Das Bun­des­gericht befasste sich mit der Frage nach der Recht­snatur der öffentlichen Ver­steigerung nach Art. 651 Abs. 2 ZGB (E. 3.4.3)

In der Lehre wird nach ver­bre­it­eter Auf­fas­sung die öffentliche Ver­steigerung nach Art. 651 Abs. 2 ZGB nicht als Zwangsver­steigerung gemäss SchKG bzw. VZG ver­standen. Vielmehr liege es in der Zuständigkeit des Teilungs­gerichts, die Steigerungs­be­din­gun­gen festzule­gen, sofern sich die Parteien nicht über Einzel­heit­en eini­gen kön­nen, wobei kan­tonale Steigerungsverord­nun­gen zu berück­sichti­gen seien (…). Zu den “frei­willi­gen Ver­steigerun­gen” wer­den nicht nur die auf freiem Willen beruhen­den Veräusserun­gen, son­dern auch die im Gesetz in zahlre­ichen Bes­tim­mungen – wie Art. 651 Abs. 2 ZGB – vorge­se­henen geset­zlichen Ver­steigerun­gen gezählt (…).”

# SCHRIFTLICHE ANWEISUNG
Wer legt laut dem Textauszug nach verbreiteter Auffassung in der Lehre die Steigerungsbedingungen fest, wenn sich die Parteien nicht über Einzelheiten einigen können? Das Material steht in keinem Zusammenhang mit dem Textauszug.

# DATENBLOCK
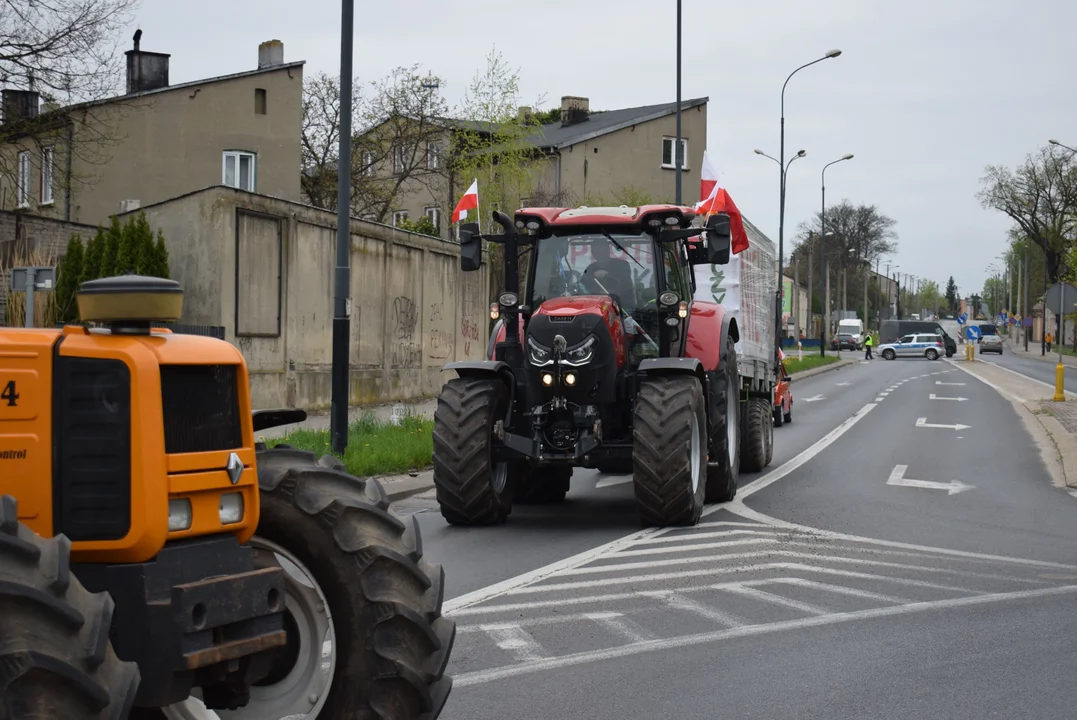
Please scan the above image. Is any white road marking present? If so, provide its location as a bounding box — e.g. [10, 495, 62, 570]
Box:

# LÖSUNG
Das Teilungsgericht.